* 本文
◆ ◆ ◆
恐怖と不安の脳科学

 恐怖も不安も五感からの情報が、直接、または大脳新皮質で処理された後、扁桃体と海馬中隔系に送られて、情動評価されて生じます。

 恐怖は扁桃体で評価された情報は脳幹、視床下部、中心灰白質に送られて表出(具体的な反応の形式)されます。不安は情報が扁桃体で評価されると同時に、海馬で大脳新皮質内の記憶と比較されて、海馬中隔系で評価されて、その情報は視床下部、中心灰白質に送られて、行動抑制(行動の表出を抑制)を生じます。それ故に、脳内での情報処理される経路が、恐怖と不安では非常に似ています。不安とは、嫌悪刺激が加わっても、恐怖の行動が現れない場合(刺激が弱いという意味ではなくて、刺激が恐怖を予想させる何か別の形の信号であるという意味)と考えて良いと思います。

 自然界では不必要な恐怖行動(回避行動を生じる)行わないと言う合理的な反応(危険が去るのを待つ)と考えられます。自然界では恐怖や不安を生じる刺激は生じても、時間とともに消失します。ところが人間の社会では不安を生じる刺激が無くならないのでかえって不合理な反応の様に思われます。不安が解消しないと不安状態の継続(所謂不安症)や鬱状態(所謂鬱病)として理解されてしまいます。不安の解消法は、不安刺激を避ける、または不安刺激を不安刺激ではないと認知する神経回路を作ることです。

 扁桃体、海馬中隔系を調節する事ができるのが前頭葉です。この両者は側頭葉を介して密接な神経連絡があります。大人では新たに神経回路を作ることで恐怖や不安を抑制することができます。
◆ ◆ ◆
(元データ)
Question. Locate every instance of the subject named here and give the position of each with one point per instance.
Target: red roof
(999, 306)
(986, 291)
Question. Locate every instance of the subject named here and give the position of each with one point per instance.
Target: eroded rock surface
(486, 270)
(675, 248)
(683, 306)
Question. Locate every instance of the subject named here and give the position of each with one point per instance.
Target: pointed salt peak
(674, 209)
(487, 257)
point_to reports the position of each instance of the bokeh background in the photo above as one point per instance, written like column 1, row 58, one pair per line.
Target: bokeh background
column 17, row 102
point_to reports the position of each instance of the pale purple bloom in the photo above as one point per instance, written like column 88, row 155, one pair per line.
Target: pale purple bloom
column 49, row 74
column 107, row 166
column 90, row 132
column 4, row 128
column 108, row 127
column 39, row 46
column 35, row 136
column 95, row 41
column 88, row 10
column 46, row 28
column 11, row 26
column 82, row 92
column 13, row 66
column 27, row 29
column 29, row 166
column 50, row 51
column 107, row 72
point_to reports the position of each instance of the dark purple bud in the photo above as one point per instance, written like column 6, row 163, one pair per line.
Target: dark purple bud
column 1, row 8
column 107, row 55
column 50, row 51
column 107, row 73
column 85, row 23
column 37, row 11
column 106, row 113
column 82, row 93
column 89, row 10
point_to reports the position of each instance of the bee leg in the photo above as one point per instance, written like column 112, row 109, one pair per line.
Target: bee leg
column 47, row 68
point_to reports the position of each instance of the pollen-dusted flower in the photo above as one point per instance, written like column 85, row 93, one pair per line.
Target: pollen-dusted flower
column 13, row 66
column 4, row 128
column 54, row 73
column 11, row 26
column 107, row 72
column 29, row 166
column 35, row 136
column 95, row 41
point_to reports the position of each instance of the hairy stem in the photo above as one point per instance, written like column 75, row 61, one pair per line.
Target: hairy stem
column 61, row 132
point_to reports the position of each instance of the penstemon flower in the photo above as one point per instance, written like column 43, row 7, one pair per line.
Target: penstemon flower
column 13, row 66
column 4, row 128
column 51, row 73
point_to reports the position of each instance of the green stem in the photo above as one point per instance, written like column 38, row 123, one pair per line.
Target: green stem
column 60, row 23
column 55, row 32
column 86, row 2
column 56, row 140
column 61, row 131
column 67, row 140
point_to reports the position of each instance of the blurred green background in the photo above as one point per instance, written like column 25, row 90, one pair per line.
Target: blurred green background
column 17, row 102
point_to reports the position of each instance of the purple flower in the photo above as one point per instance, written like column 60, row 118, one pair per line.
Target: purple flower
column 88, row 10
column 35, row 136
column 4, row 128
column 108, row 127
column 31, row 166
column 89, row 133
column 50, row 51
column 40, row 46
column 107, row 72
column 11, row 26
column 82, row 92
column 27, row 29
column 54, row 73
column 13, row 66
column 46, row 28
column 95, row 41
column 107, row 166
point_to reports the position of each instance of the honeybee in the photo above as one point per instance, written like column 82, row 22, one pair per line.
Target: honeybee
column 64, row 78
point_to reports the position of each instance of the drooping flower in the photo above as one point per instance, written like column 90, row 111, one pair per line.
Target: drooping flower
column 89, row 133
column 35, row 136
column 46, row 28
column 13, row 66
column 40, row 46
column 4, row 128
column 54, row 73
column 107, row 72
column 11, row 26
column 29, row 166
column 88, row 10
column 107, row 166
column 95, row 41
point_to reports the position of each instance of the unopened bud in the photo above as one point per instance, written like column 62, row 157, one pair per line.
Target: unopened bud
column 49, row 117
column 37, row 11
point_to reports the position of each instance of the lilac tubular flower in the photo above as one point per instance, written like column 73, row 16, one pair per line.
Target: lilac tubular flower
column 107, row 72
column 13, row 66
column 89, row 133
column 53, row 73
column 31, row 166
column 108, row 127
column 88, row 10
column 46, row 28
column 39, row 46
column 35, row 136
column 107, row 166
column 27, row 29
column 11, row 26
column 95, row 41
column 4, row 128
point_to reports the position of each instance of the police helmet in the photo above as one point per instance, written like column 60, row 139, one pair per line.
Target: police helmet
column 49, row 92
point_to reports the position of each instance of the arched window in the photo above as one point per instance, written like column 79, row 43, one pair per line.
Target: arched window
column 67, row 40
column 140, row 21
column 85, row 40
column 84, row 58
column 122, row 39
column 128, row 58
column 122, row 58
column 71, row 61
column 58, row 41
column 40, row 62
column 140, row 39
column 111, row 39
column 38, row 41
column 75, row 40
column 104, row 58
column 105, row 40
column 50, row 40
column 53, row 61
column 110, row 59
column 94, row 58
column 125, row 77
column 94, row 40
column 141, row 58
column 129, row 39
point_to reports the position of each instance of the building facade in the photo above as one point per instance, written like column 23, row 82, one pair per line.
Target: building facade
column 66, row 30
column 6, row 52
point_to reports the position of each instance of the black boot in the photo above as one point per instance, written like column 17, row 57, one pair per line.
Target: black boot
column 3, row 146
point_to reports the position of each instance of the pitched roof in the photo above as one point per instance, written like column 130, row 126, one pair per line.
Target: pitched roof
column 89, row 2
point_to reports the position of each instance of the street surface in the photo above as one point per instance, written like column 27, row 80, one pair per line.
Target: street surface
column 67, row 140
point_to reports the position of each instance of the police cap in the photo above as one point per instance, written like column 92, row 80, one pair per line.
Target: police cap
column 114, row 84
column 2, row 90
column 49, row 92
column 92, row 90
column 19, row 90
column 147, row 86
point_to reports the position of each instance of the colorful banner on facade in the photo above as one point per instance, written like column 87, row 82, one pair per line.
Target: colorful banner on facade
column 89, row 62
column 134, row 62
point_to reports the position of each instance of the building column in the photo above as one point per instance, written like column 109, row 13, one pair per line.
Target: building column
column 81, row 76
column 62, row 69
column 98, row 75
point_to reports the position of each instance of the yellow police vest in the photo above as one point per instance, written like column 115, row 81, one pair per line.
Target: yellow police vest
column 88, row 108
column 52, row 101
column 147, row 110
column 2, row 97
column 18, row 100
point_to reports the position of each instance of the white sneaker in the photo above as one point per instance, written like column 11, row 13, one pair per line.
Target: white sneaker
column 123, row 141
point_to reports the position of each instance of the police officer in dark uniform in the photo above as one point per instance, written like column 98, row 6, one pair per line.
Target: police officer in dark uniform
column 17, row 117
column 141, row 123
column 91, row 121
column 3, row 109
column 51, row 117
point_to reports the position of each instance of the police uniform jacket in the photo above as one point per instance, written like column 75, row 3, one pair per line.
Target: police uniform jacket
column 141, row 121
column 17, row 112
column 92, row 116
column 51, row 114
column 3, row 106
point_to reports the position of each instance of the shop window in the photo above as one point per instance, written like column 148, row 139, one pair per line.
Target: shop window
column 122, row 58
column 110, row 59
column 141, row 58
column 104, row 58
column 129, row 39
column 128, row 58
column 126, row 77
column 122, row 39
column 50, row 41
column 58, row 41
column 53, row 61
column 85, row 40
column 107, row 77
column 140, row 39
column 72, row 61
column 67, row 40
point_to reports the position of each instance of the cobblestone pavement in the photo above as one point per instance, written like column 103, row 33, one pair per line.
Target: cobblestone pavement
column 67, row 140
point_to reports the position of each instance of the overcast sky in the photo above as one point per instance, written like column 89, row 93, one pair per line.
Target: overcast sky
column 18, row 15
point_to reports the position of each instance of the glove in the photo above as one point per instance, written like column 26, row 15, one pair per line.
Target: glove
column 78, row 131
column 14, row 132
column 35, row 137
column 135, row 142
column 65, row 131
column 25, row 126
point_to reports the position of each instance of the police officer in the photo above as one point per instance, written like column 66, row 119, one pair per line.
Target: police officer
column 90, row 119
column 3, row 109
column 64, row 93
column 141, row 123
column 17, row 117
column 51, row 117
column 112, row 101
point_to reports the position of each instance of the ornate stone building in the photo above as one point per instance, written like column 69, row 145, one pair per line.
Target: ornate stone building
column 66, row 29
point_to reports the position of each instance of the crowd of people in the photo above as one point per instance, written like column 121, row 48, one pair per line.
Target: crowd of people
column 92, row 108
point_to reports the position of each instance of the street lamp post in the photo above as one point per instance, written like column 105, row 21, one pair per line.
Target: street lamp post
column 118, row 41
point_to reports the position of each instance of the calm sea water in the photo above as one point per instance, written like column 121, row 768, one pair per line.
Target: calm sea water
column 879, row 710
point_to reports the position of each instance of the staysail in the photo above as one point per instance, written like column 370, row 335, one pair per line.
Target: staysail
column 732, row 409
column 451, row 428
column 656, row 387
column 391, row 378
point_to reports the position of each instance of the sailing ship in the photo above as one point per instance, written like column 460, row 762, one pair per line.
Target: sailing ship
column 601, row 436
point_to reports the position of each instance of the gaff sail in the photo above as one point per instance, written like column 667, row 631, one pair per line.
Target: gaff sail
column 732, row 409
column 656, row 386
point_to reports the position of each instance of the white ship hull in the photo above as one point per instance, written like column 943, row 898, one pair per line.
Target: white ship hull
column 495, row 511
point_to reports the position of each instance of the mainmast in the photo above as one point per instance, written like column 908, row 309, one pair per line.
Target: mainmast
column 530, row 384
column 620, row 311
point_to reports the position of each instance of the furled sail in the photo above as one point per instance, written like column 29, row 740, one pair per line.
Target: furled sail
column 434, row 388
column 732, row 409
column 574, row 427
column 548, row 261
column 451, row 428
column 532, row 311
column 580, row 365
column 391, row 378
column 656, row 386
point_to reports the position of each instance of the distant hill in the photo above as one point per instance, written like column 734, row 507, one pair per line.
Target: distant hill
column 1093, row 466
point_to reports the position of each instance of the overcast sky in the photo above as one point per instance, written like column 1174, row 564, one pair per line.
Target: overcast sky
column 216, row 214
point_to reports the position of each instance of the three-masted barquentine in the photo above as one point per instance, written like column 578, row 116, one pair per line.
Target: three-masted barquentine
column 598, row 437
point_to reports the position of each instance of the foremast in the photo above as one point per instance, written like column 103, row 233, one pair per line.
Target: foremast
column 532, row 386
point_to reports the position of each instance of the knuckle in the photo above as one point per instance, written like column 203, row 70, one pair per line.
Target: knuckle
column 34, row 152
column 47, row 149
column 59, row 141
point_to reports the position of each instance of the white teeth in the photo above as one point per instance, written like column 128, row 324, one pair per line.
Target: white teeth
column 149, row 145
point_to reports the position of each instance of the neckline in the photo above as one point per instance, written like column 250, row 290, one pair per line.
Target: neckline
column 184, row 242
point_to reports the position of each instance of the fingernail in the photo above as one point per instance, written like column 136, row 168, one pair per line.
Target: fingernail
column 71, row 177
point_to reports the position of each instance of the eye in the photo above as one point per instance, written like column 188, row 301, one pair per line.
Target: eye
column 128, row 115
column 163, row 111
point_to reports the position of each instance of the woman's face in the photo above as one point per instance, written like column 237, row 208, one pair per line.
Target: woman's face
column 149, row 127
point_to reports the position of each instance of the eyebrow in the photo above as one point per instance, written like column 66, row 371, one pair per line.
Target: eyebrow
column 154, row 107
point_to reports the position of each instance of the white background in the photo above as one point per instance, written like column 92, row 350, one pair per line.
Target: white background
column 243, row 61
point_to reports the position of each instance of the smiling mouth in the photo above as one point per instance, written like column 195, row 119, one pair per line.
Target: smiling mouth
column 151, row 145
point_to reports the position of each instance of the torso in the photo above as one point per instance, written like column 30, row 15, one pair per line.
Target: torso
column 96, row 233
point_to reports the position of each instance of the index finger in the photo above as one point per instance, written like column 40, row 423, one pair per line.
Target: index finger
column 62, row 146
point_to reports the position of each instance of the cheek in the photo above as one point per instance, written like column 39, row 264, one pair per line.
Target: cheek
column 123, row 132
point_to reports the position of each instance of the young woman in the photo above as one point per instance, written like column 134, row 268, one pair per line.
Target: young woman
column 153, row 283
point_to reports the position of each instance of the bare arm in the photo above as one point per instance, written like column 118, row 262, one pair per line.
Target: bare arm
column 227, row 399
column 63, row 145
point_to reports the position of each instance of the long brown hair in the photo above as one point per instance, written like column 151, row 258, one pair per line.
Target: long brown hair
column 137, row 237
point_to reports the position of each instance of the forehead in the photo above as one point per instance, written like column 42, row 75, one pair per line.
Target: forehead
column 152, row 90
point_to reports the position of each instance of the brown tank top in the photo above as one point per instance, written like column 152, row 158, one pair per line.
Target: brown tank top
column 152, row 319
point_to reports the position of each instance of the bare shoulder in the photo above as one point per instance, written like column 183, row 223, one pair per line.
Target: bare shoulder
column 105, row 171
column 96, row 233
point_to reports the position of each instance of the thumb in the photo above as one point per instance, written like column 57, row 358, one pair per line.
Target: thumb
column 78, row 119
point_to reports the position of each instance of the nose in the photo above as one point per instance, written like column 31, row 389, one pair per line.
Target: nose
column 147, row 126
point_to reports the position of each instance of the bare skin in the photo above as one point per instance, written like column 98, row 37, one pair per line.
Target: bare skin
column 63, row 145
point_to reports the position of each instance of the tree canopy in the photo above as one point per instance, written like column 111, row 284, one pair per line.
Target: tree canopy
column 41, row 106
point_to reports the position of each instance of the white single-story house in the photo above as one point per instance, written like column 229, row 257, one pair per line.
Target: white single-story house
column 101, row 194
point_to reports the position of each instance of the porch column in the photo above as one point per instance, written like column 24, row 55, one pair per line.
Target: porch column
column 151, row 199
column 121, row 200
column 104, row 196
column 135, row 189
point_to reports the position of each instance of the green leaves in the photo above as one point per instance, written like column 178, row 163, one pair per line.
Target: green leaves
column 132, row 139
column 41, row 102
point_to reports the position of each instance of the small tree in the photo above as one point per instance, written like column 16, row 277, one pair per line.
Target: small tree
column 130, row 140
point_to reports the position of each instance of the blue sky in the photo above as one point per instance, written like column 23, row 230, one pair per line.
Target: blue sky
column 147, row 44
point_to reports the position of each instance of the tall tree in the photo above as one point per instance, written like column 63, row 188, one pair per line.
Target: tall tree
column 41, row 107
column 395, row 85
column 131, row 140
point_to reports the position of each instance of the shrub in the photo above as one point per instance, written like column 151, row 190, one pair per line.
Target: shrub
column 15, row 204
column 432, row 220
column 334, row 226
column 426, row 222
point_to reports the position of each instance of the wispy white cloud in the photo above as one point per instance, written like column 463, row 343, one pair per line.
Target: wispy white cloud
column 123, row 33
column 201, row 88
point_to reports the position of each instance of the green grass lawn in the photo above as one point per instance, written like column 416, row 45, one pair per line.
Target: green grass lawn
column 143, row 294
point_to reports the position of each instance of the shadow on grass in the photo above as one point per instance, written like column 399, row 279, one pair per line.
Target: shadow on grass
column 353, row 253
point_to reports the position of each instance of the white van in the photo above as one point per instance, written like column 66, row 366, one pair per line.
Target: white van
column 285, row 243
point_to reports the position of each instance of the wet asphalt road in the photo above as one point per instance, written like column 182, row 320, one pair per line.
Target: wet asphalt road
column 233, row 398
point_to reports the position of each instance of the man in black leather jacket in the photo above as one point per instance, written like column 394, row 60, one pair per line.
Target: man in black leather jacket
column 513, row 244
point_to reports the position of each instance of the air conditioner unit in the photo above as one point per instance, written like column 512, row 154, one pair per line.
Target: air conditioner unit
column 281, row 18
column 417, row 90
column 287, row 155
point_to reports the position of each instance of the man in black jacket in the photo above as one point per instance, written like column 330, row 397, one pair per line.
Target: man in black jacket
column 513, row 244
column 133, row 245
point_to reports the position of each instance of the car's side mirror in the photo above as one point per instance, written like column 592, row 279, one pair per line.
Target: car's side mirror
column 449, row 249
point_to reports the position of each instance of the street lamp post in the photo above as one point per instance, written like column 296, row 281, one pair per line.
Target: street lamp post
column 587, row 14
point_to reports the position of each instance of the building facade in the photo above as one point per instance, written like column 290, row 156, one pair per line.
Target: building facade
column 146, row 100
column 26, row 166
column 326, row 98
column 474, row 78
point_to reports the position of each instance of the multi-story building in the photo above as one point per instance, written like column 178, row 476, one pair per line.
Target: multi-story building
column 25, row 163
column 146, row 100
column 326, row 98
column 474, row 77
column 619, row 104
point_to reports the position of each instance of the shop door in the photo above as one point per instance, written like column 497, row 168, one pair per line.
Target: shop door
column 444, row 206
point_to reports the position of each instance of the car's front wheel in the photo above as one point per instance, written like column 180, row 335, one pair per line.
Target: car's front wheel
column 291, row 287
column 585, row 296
◆ ◆ ◆
* 設問
1. 本文「恐怖と不安の脳科学」によると、恐怖の場合、扁桃体で評価された情報はどこに送られますか。すべて挙げてください。
2. 次の(a)〜(c)は、本文「恐怖と不安の脳科学」の内容と合っていますか。それぞれ「はい」か「いいえ」で答え、判断の決め手となる本文の言葉を引用してください。
(a) 不安の場合、情報は海馬で大脳新皮質内の記憶と比較される。
(b) 人間の社会では、不安を生じる刺激は時間とともに消失する。
(c) 扁桃体と海馬中隔系を調節できるのは側頭葉である。
3. 本文「恐怖と不安の脳科学」を、最後の文の後から続けて書いてください。

* 解答一覧
1. 脳幹、視床下部、中心灰白質

2.
(a) はい。「海馬で大脳新皮質内の記憶と比較されて」
(b) いいえ。「人間の社会では不安を生じる刺激が無くならない」
(c) いいえ。「扁桃体、海馬中隔系を調節する事ができるのが前頭葉です」

3.
 恐怖や不安で重要な訳を果たすのが脳幹の青班、縫線核です。青班からのノルアドレナリン系の神経終末は大脳全体に存在しており、それは雑多な刺激に対する反応を抑えて、注目されている刺激に対して閾値を下げて敏感にしています。セロトニン系の神経終末も同様だと言われています。これが不安時の心理状態を作っています。所謂不安症、神経症の状態です。この不安が続くと、これらの神経終末の伝達物質が枯渇してシナップス間隙に不足してくると鬱状態になります。この不足は大脳辺縁系から生じるようになり、神経症的な鬱状態を作ります。それが脳全体に及ぶと精神病的な鬱状態を作ります。

 ここまでは既に脳科学で解明された事実です。この脳科学的な事実で問題点が一つあります。それは何も原因がないのに、なぜ不安が続くかという疑問です。つまり恐怖も不安も体外の刺激に反応して生じる物なのに、それが無くても不安状態が続いているという理由です。それが私が示している条件刺激です。ある恐怖体験をしたときに、同時にその周囲にある物を恐怖の条件刺激、または不安を生じるサインとして学習しているという事実です。例えば登校拒否で言うなら、学校や先生、教室、教科書などを恐怖の条件刺激として、不安を生じるサインとして学習しているという事実です。登校拒否ではこの事実は認められています。しかしそれ以外の恐怖や不安に関しては、医者は認めようとしません。恐怖や不安で苦しむ人だけが学習した条件刺激を、医者や周囲の人は理解できないからです。逆に苦しむ人を病気として薬で押さえつけようとしています。

 所謂精神疾患と言われている人の脳を含めて体内に、それを生じると考えられる原因は見つかっていません。これから見つからないと言う証拠はありませんが、類人猿などの研究結果からもありそうもありません。回避できない恐怖や不安の刺激、それは他の人には恐怖や不安の原因となるとは理解できない刺激で、人がいろいろな症状を出すことは、脳科学から既に説明可能です。そしてそれに基づいての対応(病気でないから治療ではない)がそれを証明しています。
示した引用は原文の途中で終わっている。